- Rows:
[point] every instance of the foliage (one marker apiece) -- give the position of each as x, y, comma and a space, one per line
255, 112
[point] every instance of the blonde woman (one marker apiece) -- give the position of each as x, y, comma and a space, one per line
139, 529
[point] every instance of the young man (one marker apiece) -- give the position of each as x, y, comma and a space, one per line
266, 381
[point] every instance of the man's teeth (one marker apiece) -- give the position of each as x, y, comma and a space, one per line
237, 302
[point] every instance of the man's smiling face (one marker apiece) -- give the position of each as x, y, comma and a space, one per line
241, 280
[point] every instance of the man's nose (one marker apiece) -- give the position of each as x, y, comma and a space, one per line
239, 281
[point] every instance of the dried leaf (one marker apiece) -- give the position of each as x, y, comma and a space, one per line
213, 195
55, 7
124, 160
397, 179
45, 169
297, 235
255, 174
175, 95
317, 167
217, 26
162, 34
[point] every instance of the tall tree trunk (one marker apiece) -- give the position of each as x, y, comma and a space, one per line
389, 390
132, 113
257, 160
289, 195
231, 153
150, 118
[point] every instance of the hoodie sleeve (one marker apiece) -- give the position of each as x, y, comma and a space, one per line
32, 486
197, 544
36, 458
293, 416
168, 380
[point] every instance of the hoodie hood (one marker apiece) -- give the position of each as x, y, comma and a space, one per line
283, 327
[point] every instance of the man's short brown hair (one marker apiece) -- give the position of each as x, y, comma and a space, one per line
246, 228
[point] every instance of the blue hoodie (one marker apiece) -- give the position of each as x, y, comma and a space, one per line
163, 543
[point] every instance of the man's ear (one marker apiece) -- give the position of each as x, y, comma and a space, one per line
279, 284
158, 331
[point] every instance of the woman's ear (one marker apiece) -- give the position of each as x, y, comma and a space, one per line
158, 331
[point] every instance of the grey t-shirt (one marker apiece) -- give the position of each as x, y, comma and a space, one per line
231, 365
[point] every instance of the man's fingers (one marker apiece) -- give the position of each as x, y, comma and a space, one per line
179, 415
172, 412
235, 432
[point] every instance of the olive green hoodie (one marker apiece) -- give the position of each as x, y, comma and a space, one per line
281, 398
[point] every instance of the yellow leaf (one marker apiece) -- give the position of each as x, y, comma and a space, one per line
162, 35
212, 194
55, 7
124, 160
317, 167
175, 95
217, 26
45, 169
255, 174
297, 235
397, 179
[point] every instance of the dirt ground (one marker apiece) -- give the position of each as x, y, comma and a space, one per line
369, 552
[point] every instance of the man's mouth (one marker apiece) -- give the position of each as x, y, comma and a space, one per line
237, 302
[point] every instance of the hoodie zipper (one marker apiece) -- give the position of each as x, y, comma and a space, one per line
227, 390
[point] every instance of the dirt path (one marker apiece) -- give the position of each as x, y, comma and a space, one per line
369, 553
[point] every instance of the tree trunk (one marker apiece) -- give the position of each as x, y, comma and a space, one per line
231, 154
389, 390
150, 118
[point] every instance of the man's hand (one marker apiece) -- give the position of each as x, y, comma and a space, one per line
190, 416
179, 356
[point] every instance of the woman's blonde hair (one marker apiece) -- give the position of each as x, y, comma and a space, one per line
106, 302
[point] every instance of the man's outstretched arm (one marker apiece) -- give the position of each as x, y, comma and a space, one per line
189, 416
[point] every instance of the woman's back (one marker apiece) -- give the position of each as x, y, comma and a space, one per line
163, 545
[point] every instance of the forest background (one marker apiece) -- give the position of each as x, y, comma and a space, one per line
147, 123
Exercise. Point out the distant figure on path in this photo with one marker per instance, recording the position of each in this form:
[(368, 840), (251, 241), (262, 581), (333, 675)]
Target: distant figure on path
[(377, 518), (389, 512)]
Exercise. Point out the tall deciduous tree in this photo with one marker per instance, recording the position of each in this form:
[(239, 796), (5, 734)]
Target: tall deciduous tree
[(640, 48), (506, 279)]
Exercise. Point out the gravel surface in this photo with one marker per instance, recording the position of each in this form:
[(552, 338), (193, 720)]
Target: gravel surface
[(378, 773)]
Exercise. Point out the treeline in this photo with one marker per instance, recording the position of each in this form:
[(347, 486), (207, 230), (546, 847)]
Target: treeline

- Required work:
Quote the listing from the line that contains "[point] every instance of the woman's back" through the end of the listing, keeping every line intact and in order.

- Worked solution:
[point] every instance of the woman's back (one marker apiece) -- give the position of each as x, y, comma and a space, one per line
163, 545
[point] every instance of the forest background (one marker apiece) -- give the position of each as x, y, comma and a space, one per line
147, 123
Exercise. Point out the distant figure on path in this photo with one marker per instance, recording the position of each in this form:
[(368, 840), (251, 241), (262, 581), (333, 675)]
Target: distant figure on path
[(377, 518), (389, 512)]
Exercise. Point out the tall deciduous tree in this photo with one marker per instance, recording the position of each in this form:
[(239, 796), (5, 734)]
Target: tall deciduous tree
[(640, 48), (506, 279)]
Exercise. Point out the gravel surface in this photo with one marker per instance, recording the position of each in this form:
[(552, 338), (193, 720)]
Target: gravel surface
[(378, 773)]
Exercise. Point out the treeline in this photo with one marker per instance, recording the position of each in this form:
[(347, 486), (207, 230), (546, 847)]
Target: treeline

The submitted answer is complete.